* TEXT EXCERPT *
---

[governance] Re: Re: [WSIS CS-Plenary] Fwd: Comcast Blocks Some Internet Traffic

Avri Doria avri at acm.org
Tue Oct 23 15:42:58 BST 2007


On 22 okt 2007, at 18.55, Stephane Bortzmeyer wrote:

>
>> Networks have a right to manage their bandwidth.
>
> This is a very vague statement. Is tearing down BitTorrent connections
> (what Comcast does) "managing bandwidth"?
>

It depends.  If what they are selling is best effort service of a  
specific bandwidth then they need to treat all traffic within that  
service pipe equally.

sure they have a right to do traffic shaping in terms of balancing  
the expected use of best effort against the premium QoS services they  
sell - and if they don't want to resorts to over provisioning as  
their primary means of bandwidth control (as so many still do) they  
do need to do some shaping.  The problem comes in when they will bar  
traffic on certain ports or introduce latency in VoIP or Skype  or  
when they decide which hosts they will give preferential or  
detrimental treatment within the best-effort service (basic Internet)

---

(Region annotation entries)
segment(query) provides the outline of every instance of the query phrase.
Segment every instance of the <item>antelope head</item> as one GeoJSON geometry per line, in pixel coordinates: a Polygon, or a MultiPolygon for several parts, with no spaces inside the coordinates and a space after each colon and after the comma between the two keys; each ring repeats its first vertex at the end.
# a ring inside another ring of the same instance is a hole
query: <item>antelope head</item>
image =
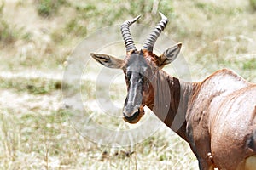
{"type": "Polygon", "coordinates": [[[137,122],[144,115],[143,107],[152,110],[154,100],[154,83],[155,75],[164,65],[172,62],[178,55],[181,43],[166,49],[161,55],[153,54],[153,48],[160,32],[165,29],[168,20],[160,13],[161,20],[152,31],[141,50],[135,47],[129,26],[136,22],[140,15],[125,21],[121,32],[126,48],[125,60],[119,60],[108,54],[90,54],[93,59],[104,66],[122,69],[127,85],[127,96],[123,108],[124,120],[130,123],[137,122]]]}

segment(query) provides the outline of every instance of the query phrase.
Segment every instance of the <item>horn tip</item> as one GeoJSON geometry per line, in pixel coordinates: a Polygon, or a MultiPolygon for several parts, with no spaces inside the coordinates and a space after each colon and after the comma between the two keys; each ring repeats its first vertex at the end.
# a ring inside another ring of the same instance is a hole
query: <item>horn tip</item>
{"type": "Polygon", "coordinates": [[[136,18],[134,18],[132,20],[131,20],[131,23],[134,23],[135,21],[137,21],[139,18],[141,18],[141,14],[140,15],[137,15],[136,18]]]}
{"type": "Polygon", "coordinates": [[[164,15],[161,12],[159,12],[159,14],[160,14],[160,15],[161,16],[162,19],[168,20],[167,17],[166,15],[164,15]]]}

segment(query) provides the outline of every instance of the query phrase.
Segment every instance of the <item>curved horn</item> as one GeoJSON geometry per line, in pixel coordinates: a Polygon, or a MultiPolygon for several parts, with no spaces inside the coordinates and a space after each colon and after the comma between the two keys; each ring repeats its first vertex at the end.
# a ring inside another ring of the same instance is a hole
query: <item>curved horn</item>
{"type": "Polygon", "coordinates": [[[148,37],[146,42],[143,47],[143,49],[148,49],[150,52],[153,52],[153,48],[156,39],[158,38],[161,31],[163,31],[168,23],[168,19],[162,13],[160,12],[159,14],[161,16],[161,20],[158,23],[158,25],[148,37]]]}
{"type": "Polygon", "coordinates": [[[138,15],[137,17],[131,20],[125,20],[122,26],[121,26],[121,32],[122,32],[122,37],[124,38],[124,42],[126,47],[126,51],[131,51],[131,49],[136,49],[134,42],[132,40],[132,37],[130,33],[130,29],[129,26],[133,24],[135,21],[137,21],[141,15],[138,15]]]}

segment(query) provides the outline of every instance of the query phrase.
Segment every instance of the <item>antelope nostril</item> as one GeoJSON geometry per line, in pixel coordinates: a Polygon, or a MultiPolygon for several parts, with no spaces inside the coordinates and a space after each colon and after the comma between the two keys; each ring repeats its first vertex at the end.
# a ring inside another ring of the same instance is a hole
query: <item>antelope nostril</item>
{"type": "Polygon", "coordinates": [[[132,122],[134,119],[137,118],[140,114],[139,109],[137,110],[131,116],[128,116],[125,112],[123,113],[125,119],[127,120],[128,122],[132,122]]]}

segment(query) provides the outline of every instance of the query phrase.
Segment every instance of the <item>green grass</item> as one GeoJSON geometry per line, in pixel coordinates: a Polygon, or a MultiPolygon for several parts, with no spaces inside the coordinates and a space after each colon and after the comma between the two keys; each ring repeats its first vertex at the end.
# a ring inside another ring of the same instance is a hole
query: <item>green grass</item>
{"type": "Polygon", "coordinates": [[[66,0],[36,0],[38,14],[43,17],[51,17],[57,14],[66,0]]]}
{"type": "MultiPolygon", "coordinates": [[[[138,14],[143,14],[138,23],[154,26],[160,20],[154,12],[161,11],[170,19],[164,33],[183,42],[193,80],[224,67],[256,82],[255,13],[248,10],[255,8],[253,0],[35,0],[22,5],[17,1],[15,10],[11,2],[0,4],[0,71],[63,71],[77,44],[98,28],[138,14]]],[[[94,81],[81,85],[73,91],[95,101],[94,81]]],[[[81,137],[67,116],[73,113],[61,105],[61,88],[71,87],[43,76],[0,77],[0,94],[6,98],[0,100],[0,169],[198,168],[189,145],[164,128],[131,147],[105,147],[81,137]]],[[[113,101],[124,102],[125,88],[113,85],[110,90],[113,101]]],[[[92,114],[96,108],[90,109],[92,114]]],[[[95,121],[110,128],[124,123],[121,118],[96,116],[95,121]]]]}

---

* JOBS *
1. Please gather every line of the records that contains the string "grass".
2. Extend the mailing-list post about Comcast and bandwidth management, picking up right after its last line.
The mailing-list post about Comcast and bandwidth management has no connection to the records.

* ANSWER SET *
1.
Segment every instance of the <item>green grass</item> as one GeoJSON geometry per line, in pixel coordinates: a Polygon, or a MultiPolygon for several parts, with no spaces inside the coordinates and a space after each colon and after the comma between the two keys; each ring repeats its first vertex at the end.
query: <item>green grass</item>

2.
they sell to the regular users.

The issue of net neutrality has long been confounded by mistaking it  
as a QoS issue.  And is now being further confounded by bringing in  
Traffic Shaping.  As I understand it, the primary issue would be  
about how traffic is treating within the best-effort service that is  
the service that most of us buy when we pay for our home service.

So yes, blocking Bittorrent traffic or introducing latency into VoIP  
on a best effort pipe is counter to net neutrality as I understand  
it.  And while it could be called managing bandwidth, it would be  
doing so as an obfuscation and at the expense of Net neutrality.

a.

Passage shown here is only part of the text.